Nothing other than an exact copy of the lines from the one containing "Query: dark front door" through the last line of the listing below should be written.

═══

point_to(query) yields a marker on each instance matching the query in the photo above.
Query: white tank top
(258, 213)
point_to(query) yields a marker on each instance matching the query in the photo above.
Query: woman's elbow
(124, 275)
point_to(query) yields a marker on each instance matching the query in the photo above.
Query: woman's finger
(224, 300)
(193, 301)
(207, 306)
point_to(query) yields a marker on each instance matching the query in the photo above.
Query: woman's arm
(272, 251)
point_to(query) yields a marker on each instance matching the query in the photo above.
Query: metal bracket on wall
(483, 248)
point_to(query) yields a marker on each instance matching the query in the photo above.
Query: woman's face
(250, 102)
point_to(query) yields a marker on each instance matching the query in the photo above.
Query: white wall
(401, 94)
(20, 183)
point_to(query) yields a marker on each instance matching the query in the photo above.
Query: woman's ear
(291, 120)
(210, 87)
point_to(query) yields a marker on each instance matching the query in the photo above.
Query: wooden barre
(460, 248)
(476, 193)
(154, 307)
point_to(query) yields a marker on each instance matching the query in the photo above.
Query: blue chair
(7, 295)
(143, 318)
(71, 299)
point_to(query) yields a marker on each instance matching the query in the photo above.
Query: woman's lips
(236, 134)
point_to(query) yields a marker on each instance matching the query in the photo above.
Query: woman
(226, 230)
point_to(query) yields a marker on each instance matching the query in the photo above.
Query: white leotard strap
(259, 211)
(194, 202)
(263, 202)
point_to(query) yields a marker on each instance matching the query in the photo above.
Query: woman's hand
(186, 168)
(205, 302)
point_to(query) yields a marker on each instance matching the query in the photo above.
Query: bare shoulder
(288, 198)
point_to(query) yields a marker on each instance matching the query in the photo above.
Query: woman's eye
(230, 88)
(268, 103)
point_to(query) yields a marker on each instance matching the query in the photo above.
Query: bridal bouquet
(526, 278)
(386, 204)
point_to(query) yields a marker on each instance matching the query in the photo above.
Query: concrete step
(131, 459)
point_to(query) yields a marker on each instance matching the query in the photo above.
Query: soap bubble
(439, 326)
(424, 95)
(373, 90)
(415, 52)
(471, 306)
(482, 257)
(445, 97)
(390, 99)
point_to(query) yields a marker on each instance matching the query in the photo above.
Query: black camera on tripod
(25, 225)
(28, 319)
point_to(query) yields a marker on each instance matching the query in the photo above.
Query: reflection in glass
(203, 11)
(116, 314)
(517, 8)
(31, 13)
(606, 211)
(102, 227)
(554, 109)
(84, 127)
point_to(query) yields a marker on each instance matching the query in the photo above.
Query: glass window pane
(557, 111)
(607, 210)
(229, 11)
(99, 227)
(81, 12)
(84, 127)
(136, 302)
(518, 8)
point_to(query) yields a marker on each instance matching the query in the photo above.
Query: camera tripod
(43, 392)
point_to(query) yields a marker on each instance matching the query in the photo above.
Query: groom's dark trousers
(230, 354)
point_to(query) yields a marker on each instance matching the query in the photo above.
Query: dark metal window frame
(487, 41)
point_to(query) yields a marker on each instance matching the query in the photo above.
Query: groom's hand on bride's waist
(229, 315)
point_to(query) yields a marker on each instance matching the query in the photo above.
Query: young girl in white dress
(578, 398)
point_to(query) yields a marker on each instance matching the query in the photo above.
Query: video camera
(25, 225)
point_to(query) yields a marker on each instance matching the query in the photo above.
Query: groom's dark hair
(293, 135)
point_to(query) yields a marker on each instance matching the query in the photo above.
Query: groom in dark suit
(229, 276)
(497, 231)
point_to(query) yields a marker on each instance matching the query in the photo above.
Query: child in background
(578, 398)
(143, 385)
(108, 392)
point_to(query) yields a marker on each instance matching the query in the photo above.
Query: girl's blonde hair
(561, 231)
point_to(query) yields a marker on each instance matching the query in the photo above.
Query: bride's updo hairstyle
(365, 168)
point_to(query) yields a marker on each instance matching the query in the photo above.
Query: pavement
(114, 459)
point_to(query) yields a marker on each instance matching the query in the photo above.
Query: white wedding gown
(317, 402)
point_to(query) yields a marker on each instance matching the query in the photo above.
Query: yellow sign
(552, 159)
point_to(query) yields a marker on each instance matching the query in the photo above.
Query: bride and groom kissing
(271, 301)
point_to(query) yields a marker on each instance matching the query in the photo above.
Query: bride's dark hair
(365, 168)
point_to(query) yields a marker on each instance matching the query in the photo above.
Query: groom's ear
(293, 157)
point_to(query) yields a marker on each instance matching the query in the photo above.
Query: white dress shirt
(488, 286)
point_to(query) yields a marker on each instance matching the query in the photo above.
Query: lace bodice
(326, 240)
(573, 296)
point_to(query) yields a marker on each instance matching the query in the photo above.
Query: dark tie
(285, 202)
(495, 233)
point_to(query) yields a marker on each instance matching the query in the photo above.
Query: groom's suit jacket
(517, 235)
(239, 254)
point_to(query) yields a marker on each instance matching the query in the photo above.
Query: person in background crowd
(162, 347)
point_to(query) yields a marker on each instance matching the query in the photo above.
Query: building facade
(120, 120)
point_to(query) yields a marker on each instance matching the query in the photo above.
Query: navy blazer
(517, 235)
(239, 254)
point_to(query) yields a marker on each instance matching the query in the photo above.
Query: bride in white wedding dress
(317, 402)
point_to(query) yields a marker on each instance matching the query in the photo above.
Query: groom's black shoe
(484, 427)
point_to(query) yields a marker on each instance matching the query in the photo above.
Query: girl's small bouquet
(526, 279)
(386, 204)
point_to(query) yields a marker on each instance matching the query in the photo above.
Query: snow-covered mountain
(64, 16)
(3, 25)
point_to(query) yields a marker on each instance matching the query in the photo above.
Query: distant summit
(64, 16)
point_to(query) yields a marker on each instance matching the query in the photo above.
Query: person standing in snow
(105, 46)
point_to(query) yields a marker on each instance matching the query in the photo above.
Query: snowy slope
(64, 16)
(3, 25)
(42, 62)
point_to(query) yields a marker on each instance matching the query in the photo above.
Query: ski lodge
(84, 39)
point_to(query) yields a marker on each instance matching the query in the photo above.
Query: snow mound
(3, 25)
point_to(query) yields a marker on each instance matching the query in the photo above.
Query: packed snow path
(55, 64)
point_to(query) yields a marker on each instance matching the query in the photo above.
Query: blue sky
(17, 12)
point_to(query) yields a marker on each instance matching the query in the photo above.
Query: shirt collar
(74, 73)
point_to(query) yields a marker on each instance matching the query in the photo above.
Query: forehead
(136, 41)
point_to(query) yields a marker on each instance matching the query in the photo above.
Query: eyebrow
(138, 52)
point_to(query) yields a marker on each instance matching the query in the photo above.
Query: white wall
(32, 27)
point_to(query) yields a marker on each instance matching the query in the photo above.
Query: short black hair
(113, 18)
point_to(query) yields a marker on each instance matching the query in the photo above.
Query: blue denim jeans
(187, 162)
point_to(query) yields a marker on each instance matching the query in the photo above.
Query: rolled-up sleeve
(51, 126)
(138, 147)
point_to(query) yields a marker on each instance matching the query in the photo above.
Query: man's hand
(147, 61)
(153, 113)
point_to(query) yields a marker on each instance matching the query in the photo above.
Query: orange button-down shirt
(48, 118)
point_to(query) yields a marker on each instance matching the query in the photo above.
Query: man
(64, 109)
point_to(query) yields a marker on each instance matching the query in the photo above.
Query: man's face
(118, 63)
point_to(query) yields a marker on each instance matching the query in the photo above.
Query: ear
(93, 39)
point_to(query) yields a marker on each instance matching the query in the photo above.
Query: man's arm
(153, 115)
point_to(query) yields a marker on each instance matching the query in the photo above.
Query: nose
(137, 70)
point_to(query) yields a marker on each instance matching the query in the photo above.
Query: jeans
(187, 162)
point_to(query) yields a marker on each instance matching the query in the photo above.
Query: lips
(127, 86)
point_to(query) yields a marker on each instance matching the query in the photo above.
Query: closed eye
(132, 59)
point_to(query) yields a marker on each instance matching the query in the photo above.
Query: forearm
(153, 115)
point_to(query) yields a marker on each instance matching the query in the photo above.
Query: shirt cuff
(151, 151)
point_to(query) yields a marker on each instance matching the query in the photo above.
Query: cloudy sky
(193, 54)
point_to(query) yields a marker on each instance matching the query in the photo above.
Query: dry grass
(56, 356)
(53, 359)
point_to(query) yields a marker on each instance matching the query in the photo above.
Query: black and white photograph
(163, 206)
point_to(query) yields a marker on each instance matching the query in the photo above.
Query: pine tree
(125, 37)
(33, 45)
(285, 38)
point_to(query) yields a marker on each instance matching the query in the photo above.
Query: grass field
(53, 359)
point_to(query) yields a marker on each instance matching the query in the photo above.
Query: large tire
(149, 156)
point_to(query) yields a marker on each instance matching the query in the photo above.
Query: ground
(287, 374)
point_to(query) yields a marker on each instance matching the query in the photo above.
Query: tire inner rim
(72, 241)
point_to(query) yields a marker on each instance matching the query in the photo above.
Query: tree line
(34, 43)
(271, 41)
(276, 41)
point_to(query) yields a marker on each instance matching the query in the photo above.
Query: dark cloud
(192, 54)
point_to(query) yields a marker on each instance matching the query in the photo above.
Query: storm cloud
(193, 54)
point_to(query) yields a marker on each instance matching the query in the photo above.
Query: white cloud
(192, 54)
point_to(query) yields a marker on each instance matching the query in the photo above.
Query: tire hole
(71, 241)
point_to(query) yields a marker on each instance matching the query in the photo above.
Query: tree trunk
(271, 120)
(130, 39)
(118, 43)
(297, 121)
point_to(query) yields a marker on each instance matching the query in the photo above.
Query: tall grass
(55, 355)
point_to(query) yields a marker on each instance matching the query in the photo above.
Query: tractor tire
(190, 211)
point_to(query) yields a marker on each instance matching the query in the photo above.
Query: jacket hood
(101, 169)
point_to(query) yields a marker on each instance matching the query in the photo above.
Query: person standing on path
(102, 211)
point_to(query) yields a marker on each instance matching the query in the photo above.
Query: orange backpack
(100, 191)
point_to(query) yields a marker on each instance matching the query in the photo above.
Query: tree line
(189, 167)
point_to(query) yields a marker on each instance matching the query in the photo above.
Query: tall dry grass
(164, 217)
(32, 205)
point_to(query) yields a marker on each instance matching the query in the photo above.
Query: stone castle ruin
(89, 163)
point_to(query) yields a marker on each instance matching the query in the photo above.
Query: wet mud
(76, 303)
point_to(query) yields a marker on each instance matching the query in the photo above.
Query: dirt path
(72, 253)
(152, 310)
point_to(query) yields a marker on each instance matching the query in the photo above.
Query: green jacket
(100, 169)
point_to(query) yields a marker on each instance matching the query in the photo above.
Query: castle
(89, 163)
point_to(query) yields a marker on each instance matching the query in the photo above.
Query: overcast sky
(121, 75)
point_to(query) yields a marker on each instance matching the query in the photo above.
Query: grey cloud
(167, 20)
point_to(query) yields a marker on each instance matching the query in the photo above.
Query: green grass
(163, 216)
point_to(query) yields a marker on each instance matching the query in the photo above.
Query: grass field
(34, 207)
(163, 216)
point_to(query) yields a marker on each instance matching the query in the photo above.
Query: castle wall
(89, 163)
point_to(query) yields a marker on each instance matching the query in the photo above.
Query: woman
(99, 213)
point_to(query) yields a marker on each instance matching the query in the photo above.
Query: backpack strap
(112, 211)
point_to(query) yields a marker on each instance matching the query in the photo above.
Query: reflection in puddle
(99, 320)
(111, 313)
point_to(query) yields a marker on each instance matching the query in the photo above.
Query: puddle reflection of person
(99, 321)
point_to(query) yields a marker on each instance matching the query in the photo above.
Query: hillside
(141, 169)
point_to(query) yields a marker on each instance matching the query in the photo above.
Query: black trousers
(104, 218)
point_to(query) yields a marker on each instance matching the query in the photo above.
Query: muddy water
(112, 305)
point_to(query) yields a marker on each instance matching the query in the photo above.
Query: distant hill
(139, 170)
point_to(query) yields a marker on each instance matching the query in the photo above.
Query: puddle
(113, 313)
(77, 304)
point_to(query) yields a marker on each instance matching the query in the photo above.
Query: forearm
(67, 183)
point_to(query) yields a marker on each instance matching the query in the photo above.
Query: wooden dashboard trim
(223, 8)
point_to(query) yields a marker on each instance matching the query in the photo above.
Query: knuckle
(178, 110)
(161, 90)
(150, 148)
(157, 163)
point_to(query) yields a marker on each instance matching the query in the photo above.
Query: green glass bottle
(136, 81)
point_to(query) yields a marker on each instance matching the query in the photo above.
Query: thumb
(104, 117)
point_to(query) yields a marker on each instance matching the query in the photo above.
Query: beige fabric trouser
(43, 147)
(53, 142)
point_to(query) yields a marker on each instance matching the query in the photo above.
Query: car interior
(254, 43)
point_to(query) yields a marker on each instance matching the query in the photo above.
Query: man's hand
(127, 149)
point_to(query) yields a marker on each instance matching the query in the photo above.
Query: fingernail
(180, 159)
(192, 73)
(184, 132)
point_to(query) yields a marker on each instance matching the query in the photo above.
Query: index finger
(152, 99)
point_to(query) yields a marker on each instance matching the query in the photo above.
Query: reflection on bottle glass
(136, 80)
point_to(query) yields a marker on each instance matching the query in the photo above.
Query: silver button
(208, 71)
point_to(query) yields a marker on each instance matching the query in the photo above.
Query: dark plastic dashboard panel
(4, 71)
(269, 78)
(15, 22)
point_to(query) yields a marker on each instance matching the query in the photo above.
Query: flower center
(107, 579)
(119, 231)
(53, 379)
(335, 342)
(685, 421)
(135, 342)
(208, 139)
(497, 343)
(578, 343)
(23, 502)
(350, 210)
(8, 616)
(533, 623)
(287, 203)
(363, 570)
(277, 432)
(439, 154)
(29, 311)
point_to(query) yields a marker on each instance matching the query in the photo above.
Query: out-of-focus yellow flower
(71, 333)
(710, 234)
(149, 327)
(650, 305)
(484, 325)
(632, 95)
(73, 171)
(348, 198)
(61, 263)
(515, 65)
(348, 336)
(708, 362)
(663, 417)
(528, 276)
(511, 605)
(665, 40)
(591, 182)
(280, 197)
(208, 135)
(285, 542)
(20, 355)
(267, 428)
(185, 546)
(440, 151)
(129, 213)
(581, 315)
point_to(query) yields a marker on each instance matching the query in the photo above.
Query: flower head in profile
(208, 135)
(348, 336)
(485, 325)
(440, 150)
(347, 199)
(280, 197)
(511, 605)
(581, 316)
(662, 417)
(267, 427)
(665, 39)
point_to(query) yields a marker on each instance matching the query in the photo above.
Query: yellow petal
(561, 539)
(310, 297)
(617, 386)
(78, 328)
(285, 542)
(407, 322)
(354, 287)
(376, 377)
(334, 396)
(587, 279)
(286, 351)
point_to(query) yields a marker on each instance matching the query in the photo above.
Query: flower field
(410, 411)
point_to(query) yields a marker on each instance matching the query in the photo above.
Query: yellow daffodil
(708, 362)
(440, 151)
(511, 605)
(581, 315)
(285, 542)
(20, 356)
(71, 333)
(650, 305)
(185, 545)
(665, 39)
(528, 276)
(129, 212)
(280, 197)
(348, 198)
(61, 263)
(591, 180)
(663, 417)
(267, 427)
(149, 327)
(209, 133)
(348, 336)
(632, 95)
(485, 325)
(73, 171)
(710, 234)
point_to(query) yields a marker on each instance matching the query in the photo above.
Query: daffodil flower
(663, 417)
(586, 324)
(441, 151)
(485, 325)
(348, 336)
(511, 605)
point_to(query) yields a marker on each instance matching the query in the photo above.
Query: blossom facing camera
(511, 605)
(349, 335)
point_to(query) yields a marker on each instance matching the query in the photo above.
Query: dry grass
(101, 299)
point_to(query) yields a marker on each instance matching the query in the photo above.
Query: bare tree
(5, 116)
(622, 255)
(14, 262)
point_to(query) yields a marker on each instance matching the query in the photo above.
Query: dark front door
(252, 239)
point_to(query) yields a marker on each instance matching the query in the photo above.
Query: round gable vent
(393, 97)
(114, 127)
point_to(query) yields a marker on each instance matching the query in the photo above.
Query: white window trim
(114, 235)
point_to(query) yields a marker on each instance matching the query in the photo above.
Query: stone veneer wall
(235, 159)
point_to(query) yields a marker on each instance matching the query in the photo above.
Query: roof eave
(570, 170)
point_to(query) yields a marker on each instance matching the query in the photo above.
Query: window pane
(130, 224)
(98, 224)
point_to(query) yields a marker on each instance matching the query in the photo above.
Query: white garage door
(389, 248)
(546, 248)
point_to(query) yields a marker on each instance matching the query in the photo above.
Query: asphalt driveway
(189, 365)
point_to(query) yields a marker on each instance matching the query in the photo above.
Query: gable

═══

EXERCISE RESULT >>
Query: dark front door
(252, 239)
point_to(query) yields a marker on each instance matching the query in the photo above.
Query: round gable vent
(393, 97)
(114, 127)
point_to(query) yields a marker on each instance matching the query in the photo above.
Query: white window trim
(114, 235)
point_to(query) yields a marker on each instance matching the query in the photo above.
Query: stone veneer wall
(235, 159)
point_to(query) yields a marker on each instance matching the query in the photo above.
Query: roof eave
(570, 170)
point_to(query) yields a marker on each instance matching the query in the photo above.
Query: window pane
(130, 224)
(98, 224)
point_to(query) yields a marker on each instance matching the query in the photo above.
Query: white garage door
(389, 248)
(546, 248)
point_to(query) yields a marker on each instance matching the query in the photo above.
Query: asphalt driveway
(189, 365)
point_to(query) yields a marker on each instance matching the query in the photo above.
Query: gable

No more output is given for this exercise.